TASK OBJECTIVE >> According to the projectile-motion solution, at what angle with the horizontal must a body be projected for its horizontal range to equal its maximum height?
======== DOCUMENT EXTRACT
At what angle ∅ with the horizontal should a body be projected so that the horizontal range is equal to the maximum height the projectile attains

Solution

• Angle should be tan^-1(4)

Given

The horizontal range and maximum height should be equal

To finD

Angle of Projection

Now,

Maximum Height is given as :

• $\sf H_{max} = \dfrac{u^2 sin^2 \theta }{2g} ----------(1)$

Horizontal Range is given as :

• $\sf R = \dfrac{u^2 sin2 \theta}{g} ---------(2)$

Equating relations (1) and (2),

$\sf H = R$

$\dashrightarrow \: \sf \: \dfrac{ \cancel{ {u}^{2}} {sin}^{2} \theta }{2 \cancel{g}} = \dfrac{ \cancel{ {u}^{2}} sin2 \theta }{ \cancel{g}}$

Also, sin2∅ = 2sin∅cos∅

$\dashrightarrow \: \sf \: {sin}^{2} \theta = 4sin \theta \: cos \: \theta \\ \\ \dashrightarrow \ \sf \: \frac{sin \: \theta}{cos \: \theta} = 4 \\ \\ \dashrightarrow \: \sf \: tan \theta = 4 \\ \\ \large{ \dashrightarrow \: \boxed{ \boxed{ \sf \theta = {tan}^{ - 1} (4)}}}$
================
======== EXTRACTED ENTRIES
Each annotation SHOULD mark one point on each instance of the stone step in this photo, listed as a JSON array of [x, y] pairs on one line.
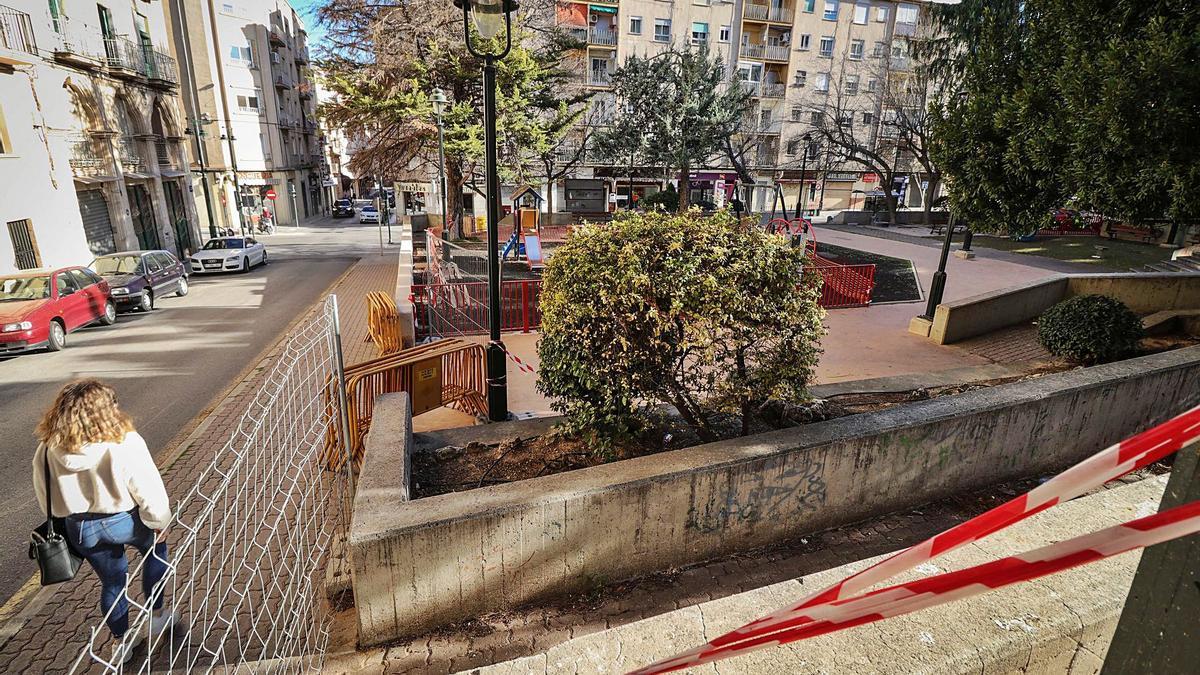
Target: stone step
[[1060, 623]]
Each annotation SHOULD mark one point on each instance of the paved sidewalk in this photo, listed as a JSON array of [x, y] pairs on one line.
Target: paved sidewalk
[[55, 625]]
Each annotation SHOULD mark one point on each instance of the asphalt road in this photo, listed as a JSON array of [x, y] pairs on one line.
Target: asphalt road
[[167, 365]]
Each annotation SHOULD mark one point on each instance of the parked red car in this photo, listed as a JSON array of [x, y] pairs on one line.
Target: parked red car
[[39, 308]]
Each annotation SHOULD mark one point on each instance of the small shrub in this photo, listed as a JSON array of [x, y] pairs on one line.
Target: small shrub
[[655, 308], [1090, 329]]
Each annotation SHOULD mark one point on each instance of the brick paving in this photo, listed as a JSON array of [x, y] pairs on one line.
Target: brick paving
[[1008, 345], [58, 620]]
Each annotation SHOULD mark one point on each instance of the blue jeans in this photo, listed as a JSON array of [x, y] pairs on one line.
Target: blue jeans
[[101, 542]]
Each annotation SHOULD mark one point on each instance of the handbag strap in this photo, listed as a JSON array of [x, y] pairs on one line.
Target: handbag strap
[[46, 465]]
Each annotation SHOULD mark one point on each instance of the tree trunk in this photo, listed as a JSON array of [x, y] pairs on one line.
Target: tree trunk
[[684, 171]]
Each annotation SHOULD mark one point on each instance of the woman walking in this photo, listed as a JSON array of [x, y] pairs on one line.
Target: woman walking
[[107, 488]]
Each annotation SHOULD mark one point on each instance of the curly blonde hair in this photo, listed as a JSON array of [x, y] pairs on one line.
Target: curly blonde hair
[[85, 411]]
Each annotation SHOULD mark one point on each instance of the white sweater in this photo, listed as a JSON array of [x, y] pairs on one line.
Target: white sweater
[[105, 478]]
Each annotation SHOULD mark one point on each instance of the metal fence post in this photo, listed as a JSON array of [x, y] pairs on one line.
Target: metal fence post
================
FINAL RESULT >> At tan⁻¹(4), the angle whose tangent is 4.